WHAT TO DO:
Retype each line of the material exactly, please, skipping any picture in it.

RECORDS FOR THIS EXERCISE:

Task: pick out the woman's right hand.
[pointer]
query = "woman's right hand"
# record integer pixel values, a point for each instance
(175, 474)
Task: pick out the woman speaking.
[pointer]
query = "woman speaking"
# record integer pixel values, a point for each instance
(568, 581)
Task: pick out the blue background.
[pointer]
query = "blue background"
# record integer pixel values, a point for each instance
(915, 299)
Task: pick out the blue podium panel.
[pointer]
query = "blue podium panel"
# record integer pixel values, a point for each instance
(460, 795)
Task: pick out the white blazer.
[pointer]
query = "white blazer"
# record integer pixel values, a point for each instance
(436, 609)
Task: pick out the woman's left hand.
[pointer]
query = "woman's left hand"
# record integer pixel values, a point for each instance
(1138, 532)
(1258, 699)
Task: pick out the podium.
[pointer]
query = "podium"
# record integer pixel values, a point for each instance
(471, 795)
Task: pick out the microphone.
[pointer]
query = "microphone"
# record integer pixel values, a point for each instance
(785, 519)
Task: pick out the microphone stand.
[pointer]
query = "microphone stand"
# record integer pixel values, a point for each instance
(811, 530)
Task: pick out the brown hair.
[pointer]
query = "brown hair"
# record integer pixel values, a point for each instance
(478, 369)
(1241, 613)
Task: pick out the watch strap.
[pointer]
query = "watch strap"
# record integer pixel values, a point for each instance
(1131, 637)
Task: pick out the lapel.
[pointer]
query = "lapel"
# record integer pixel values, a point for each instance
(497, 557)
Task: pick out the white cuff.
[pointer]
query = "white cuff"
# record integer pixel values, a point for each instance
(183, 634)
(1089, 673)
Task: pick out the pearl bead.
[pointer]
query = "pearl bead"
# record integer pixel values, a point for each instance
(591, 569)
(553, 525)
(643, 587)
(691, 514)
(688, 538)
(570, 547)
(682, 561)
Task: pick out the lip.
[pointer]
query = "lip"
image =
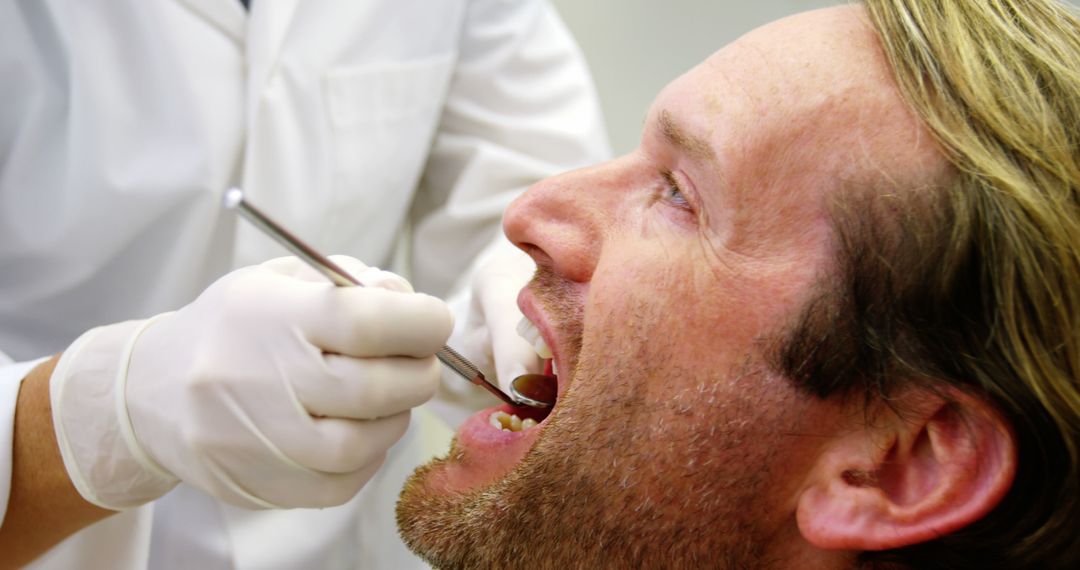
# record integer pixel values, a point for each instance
(526, 301)
(485, 452)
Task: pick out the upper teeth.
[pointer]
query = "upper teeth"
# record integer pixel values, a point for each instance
(529, 331)
(510, 422)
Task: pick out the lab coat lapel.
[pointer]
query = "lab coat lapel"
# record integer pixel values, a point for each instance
(270, 22)
(227, 15)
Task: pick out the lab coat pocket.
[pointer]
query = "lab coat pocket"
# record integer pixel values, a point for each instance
(382, 120)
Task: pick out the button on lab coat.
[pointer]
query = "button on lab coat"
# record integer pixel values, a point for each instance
(122, 123)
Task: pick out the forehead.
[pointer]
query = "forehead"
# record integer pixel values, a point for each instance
(807, 103)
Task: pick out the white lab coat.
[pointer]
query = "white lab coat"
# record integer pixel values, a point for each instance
(122, 122)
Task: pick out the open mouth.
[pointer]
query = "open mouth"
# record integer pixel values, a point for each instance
(524, 418)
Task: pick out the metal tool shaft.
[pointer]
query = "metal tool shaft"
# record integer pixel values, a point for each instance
(234, 200)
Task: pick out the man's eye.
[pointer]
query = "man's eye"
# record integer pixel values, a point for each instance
(673, 193)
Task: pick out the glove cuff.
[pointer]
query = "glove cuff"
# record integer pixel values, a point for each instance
(103, 457)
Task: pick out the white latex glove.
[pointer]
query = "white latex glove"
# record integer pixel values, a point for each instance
(273, 389)
(487, 334)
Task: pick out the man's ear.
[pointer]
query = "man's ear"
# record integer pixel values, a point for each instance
(930, 470)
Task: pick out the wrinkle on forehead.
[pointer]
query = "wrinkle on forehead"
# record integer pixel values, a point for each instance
(799, 109)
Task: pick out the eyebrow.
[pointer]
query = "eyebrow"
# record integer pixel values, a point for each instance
(693, 146)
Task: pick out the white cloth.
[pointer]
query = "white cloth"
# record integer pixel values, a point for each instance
(124, 120)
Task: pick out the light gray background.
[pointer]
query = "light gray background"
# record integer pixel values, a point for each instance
(635, 48)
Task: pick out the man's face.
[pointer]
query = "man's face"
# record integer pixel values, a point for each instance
(664, 279)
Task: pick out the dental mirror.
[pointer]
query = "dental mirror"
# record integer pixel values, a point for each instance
(537, 391)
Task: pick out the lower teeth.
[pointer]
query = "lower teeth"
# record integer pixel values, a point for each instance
(510, 422)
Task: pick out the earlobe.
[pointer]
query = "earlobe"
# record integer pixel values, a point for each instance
(907, 479)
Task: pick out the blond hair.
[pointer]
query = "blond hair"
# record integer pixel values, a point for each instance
(997, 83)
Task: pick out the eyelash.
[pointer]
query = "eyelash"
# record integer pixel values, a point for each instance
(672, 187)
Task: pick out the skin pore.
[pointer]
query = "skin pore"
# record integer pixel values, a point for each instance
(663, 277)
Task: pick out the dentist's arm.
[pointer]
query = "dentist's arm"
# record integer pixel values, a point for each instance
(273, 389)
(43, 506)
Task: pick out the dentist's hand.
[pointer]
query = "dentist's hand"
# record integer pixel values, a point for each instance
(272, 389)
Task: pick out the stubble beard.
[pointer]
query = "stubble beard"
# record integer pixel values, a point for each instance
(617, 479)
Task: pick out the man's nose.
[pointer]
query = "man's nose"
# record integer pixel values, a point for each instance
(559, 221)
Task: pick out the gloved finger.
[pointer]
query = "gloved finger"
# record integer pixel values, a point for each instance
(298, 488)
(365, 389)
(336, 445)
(374, 322)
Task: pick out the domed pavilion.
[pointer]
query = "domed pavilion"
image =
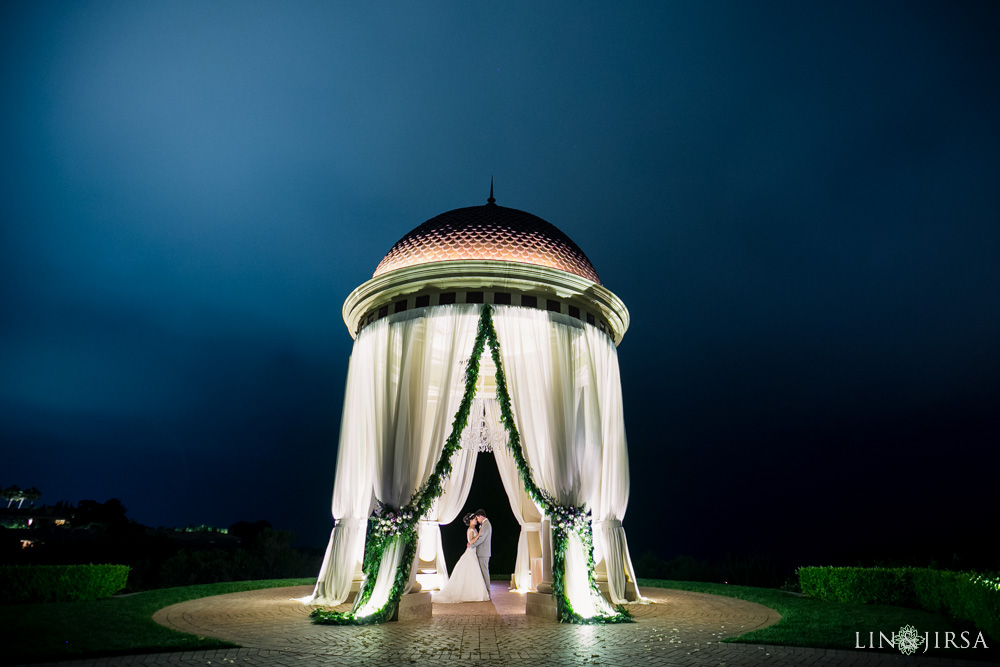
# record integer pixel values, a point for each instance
(485, 330)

RESPONSE:
Task: pick out the woman's right hand.
[pointer]
query = "woman's right hand"
# record integer pixel values, a point for each instance
(175, 474)
Task: pick out the woman speaking.
[pointer]
query = "woman speaking"
# record integer pixel values, a point for each instance
(568, 581)
Task: pick out the blue background.
[pointer]
query = "blue background"
# record integer pixel values, a point for each instance
(915, 299)
Task: pick out the blue podium panel.
[pointer]
query = "blue podium panel"
# record integer pixel values, a point for each instance
(460, 795)
Task: pick out the white blazer.
[pointer]
query = "white blazer"
# record integer pixel values, a point for each instance
(436, 609)
Task: pick out the woman's left hand.
[pointer]
query = "woman's left hand"
# record integer pixel values, a point for each instance
(1138, 532)
(1258, 699)
Task: pick out the podium.
[pointer]
query = "podium"
# record integer pixel values, a point for each instance
(471, 795)
Task: pick out the microphone.
[pointer]
query = "microphone"
# record integer pixel values, a point for each instance
(785, 519)
Task: pick out the microphone stand.
[pointer]
query = "microphone stand"
# record integer pixel values, a point for each instance
(811, 530)
Task: pick out the brown hair.
[pointer]
query = "brown hair"
# record integer pixel values, a point for each instance
(478, 369)
(1241, 613)
Task: pick out the watch strap.
[pointer]
query = "watch strap"
# record integer pixel values, a point for each instance
(1131, 637)
Task: pick out the lapel.
[pointer]
query = "lapel"
# record integer pixel values, a point for each instance
(497, 557)
Task: pick out the white cuff.
[pointer]
query = "white cuff"
# record integer pixel values, a point for each instance
(183, 634)
(1089, 673)
Task: pick out the pearl bead.
[pointer]
query = "pearl bead"
# record integer pixel values, a point for each instance
(591, 569)
(553, 525)
(643, 587)
(691, 514)
(688, 538)
(570, 547)
(682, 561)
Task: pick out the lip.
[pointer]
query = "lip"
image =
# record integer pixel values, a point for each instance
(526, 301)
(485, 452)
Task: pick out the upper teeth.
[pointer]
query = "upper teeth"
# record integer pixel values, a point for each instance
(529, 331)
(510, 422)
Task: pick out the lab coat lapel.
[pointer]
query = "lab coat lapel"
# record integer pixel values, a point for each instance
(270, 22)
(227, 15)
Task: pick out the lab coat pocket.
[pointer]
query = "lab coat pocket"
# record integer pixel values, a point for each instance
(382, 120)
Task: pick out the button on lab coat.
[pointer]
query = "button on lab coat"
# record integer pixel values, a point for each instance
(122, 123)
Task: pick out the forehead.
[pointer]
query = "forehead"
# record integer pixel values, a point for each instance
(807, 103)
Task: pick out the white lab coat.
[pointer]
query = "white lab coat"
# record integer pixel values, a point for each instance
(122, 122)
Task: pick out the open mouth.
[pointer]
query = "open mouth"
# record integer pixel values, a point for each instance
(524, 418)
Task: pick out the metal tool shaft.
[pointer]
query = "metal tool shaft"
# record integer pixel values, a point for each instance
(234, 200)
Task: pick out the man's eye.
[pointer]
query = "man's eye"
# record integer pixel values, a point for each instance
(673, 193)
Task: pick out the glove cuff.
[pointer]
query = "glove cuff"
# record integer pixel values, a point for each instance
(103, 457)
Task: pick out the white latex glove.
[pointer]
query = "white latex glove"
# record integer pixel values, a point for each instance
(273, 389)
(487, 334)
Task: pick out the man's ear.
[pointer]
query = "man's ear"
# record integer pixel values, a point for each instance
(930, 470)
Task: pick out the wrinkle on forehead.
[pointer]
query = "wrinkle on forehead"
# record integer pixel values, a point for each instance
(799, 109)
Task: pick out the eyebrow.
[pointer]
query = "eyebrow"
# record integer pixel values, a point for each instance
(693, 146)
Task: pick out the white cloth.
[pointer]
query = "white cloth"
# record integer pixel values, a point for each instance
(124, 120)
Task: pick out the light gray background.
[pointer]
query = "light gray background"
# record integer pixel values, a point for each instance
(635, 48)
Task: pick out the man's face.
[pointer]
query = "man's face"
# record integer pixel values, a point for each instance
(664, 279)
Task: pick out the dental mirror.
[pointer]
query = "dental mirror"
# record integer pixel values, a point for each instance
(537, 391)
Task: pick out the lower teeth.
[pointer]
query = "lower teeth"
# record integer pixel values, a point for each instance
(510, 422)
Task: pick out the earlobe.
[pointer]
query = "earlobe"
# record integer pixel values, a point for each instance
(907, 479)
Task: pick out the blond hair.
[pointer]
query = "blond hair"
# record integer pixel values, a point for each instance
(997, 83)
Task: pick out the eyelash.
[pointer]
query = "eyelash"
# record integer pixel values, a point for each instance
(672, 187)
Task: pick out the skin pore.
[pointer]
query = "skin pore"
# record integer pixel values, a point for each instance
(663, 277)
Task: pick out the dentist's arm.
[pointer]
query = "dentist's arm"
# record integer pixel values, a point for each instance
(273, 389)
(43, 506)
Task: pick out the dentist's hand.
[pointer]
query = "dentist's hand"
# record integer pixel values, a point for each instance
(272, 389)
Task: pick out the stubble beard.
[pointer]
query = "stubble beard"
# record integer pixel values, a point for each instance
(617, 479)
Task: pick out the man's nose.
[pointer]
query = "man's nose"
# record integer pixel values, a point for each instance
(559, 221)
Task: pick out the gloved finger.
[pointer]
query = "gloved finger"
# record integer pixel values, a point for each instance
(298, 488)
(365, 389)
(336, 445)
(374, 322)
Task: pick out the domed pavilion.
[pointer]
query = "domed pavilion"
image =
# record integer pixel values, a point for each instance
(485, 330)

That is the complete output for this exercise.